#### EXERCISE DETAILS
Reproduce the post below, "Lies we tell the terminally ill," word for word from start to finish.

Wednesday, September 18, 2019

Lies we tell the terminally ill

If that subject sounds like some kind of poor taste joke, it’s not. It’s actually one of the main themes of the last two movies I’ve seen, one for the first time, one a film I loved from three years ago that I watched again.

It won’t surprise you to know that one of these movies is Lulu Wang’s The Farewell, where “lies we tell the terminally ill” is basically the film’s premise. Awkwafina plays a Chinese-American woman named Billi, who returns to China to say goodbye to her grandmother, Nai Nai, after the latter has been recently diagnosed with terminal cancer. Only, Nai Nai doesn’t know that. You probably couldn’t hide a medical diagnosis from the person being diagnosed in America, but in China, you can – as this is based on a true story. The family organizes a hasty wedding for Billi’s cousin, who has only been dating his girlfriend for three months, to support the lie. This will give everyone a chance to say goodbye to her, even as she has no idea why everyone looks so sad and cries extra hard when they leave.

It doesn’t really work. I mean, Nai Nai never learns that she’s terminal, so it works in that sense. But celebrating her life doesn’t really work when they are understandably finding it so difficult to put on a happy face, and she doesn’t realize she’s supposed to savor every moment, so she just wonders why everyone looks so tired. Lovely effort, though, in the sense that it’s meant to be an act of humanistic kindness to her and prevent her from dying prematurely of her cancer diagnosis. (The Chinese believe that it’s not the cancer itself that kills a person, or at least not as quickly as the awareness of the diagnosis and the fear of death.) The ideal way to do it, I suppose, would be if only a chosen few members of the family knew about it, and the rest were told to make every effort to come to this wedding for “a reason we can’t tell you about, but it’s very important.” I suppose that wouldn’t really work either.

#### STUDY MATERIAL
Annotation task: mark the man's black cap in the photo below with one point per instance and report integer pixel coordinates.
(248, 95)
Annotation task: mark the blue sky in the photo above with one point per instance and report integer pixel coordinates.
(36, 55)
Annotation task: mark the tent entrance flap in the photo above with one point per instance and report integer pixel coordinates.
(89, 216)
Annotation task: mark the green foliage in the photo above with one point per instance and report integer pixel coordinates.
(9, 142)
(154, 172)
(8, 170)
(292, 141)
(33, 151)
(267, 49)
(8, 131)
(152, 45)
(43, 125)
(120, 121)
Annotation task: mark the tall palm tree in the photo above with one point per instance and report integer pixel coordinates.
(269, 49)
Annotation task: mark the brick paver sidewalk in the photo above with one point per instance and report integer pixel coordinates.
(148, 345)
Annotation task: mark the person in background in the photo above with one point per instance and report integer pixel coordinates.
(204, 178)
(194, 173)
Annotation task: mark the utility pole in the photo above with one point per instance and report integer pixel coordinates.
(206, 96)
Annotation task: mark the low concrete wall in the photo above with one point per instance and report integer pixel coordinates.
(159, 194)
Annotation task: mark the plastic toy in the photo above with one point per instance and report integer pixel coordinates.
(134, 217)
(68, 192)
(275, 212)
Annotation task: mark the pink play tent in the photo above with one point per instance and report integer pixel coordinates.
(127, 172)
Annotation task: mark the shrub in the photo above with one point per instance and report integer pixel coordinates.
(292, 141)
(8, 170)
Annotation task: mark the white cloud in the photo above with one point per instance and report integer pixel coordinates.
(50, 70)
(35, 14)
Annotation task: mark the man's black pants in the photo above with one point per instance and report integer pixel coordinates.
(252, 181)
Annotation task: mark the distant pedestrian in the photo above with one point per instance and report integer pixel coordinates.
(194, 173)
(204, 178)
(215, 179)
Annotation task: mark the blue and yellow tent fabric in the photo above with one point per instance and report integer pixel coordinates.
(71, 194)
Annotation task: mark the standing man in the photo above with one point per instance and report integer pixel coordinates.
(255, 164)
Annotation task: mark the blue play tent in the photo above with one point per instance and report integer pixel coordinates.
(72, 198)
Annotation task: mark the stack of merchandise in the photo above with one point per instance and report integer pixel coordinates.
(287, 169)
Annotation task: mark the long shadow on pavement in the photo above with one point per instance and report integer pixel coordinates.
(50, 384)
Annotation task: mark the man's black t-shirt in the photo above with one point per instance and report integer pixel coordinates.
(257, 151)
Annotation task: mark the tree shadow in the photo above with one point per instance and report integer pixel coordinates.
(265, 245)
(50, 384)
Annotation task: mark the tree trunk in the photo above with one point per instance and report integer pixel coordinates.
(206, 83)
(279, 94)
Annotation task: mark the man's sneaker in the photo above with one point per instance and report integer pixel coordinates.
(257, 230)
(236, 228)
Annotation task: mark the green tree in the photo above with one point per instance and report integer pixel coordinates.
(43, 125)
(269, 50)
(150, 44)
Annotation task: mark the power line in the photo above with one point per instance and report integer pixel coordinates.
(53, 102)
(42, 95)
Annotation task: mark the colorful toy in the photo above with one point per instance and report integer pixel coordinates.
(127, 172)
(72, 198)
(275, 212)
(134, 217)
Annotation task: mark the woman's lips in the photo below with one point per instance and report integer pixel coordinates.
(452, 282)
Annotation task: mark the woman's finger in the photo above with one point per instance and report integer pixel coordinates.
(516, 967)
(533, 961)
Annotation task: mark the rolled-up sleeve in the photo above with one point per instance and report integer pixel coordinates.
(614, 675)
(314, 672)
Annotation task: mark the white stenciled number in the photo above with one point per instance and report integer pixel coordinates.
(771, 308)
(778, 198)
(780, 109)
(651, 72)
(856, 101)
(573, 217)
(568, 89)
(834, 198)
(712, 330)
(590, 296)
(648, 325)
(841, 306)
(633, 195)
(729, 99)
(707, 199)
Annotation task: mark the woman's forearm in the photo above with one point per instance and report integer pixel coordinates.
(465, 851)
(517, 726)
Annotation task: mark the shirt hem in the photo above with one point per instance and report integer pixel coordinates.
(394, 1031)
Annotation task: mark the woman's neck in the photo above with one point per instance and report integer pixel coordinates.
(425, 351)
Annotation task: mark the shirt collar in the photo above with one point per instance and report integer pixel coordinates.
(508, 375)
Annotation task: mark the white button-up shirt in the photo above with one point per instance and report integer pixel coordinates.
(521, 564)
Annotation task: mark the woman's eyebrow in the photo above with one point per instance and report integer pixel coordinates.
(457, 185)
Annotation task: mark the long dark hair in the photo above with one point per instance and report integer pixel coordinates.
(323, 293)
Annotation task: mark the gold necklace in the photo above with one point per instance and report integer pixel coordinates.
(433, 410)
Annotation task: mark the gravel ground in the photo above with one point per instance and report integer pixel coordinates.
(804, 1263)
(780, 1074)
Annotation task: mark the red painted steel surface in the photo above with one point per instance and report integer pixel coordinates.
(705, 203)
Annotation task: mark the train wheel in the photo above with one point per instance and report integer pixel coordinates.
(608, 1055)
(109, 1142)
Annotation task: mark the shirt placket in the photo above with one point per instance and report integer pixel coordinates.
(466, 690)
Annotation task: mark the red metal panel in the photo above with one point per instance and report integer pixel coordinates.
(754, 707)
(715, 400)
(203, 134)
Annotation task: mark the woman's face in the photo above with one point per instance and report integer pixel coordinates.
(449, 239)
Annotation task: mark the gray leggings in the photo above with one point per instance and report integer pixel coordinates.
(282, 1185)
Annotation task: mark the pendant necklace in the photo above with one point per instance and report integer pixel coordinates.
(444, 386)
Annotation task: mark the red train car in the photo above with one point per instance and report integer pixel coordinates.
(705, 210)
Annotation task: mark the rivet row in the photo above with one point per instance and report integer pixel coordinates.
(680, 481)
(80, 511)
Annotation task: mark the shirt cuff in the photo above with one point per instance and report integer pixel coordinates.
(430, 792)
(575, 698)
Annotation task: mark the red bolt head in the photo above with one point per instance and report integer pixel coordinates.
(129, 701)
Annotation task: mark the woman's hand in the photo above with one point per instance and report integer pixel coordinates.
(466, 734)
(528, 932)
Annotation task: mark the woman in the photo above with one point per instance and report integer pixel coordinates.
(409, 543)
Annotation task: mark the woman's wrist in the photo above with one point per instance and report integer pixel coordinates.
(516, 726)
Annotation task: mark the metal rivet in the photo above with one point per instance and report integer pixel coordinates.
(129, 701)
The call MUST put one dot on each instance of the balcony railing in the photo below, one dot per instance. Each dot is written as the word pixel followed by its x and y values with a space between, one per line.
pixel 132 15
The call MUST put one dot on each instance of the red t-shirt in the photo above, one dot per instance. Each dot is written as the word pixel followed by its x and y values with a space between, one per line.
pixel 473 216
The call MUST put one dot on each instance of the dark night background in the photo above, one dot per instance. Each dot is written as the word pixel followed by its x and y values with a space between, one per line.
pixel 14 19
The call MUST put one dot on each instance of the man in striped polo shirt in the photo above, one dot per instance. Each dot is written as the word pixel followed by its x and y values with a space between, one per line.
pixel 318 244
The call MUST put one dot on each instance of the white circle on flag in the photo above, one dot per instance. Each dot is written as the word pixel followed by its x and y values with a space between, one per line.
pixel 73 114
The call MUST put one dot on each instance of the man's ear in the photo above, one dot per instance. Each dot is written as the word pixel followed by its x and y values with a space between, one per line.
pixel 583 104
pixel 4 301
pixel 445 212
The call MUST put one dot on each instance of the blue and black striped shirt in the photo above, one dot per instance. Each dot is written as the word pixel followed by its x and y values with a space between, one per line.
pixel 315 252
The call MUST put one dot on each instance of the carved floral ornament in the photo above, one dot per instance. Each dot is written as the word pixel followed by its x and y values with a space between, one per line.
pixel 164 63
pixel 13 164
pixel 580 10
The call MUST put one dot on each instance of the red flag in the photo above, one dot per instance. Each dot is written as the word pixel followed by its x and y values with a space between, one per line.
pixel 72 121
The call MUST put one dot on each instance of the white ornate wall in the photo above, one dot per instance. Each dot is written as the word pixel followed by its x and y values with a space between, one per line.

#### OUTPUT FOR THIS EXERCISE
Wednesday, September 18, 2019

Lies we tell the terminally ill

If that subject sounds like some kind of poor taste joke, it’s not. It’s actually one of the main themes of the last two movies I’ve seen, one for the first time, one a film I loved from three years ago that I watched again.

It won’t surprise you to know that one of these movies is Lulu Wang’s The Farewell, where “lies we tell the terminally ill” is basically the film’s premise. Awkwafina plays a Chinese-American woman named Billi, who returns to China to say goodbye to her grandmother, Nai Nai, after the latter has been recently diagnosed with terminal cancer. Only, Nai Nai doesn’t know that. You probably couldn’t hide a medical diagnosis from the person being diagnosed in America, but in China, you can – as this is based on a true story. The family organizes a hasty wedding for Billi’s cousin, who has only been dating his girlfriend for three months, to support the lie. This will give everyone a chance to say goodbye to her, even as she has no idea why everyone looks so sad and cries extra hard when they leave.

It doesn’t really work. I mean, Nai Nai never learns that she’s terminal, so it works in that sense. But celebrating her life doesn’t really work when they are understandably finding it so difficult to put on a happy face, and she doesn’t realize she’s supposed to savor every moment, so she just wonders why everyone looks so tired. Lovely effort, though, in the sense that it’s meant to be an act of humanistic kindness to her and prevent her from dying prematurely of her cancer diagnosis. (The Chinese believe that it’s not the cancer itself that kills a person, or at least not as quickly as the awareness of the diagnosis and the fear of death.) The ideal way to do it, I suppose, would be if only a chosen few members of the family knew about it, and the rest were told to make every effort to come to this wedding for “a reason we can’t tell you about, but it’s very important.” I suppose that wouldn’t really work either.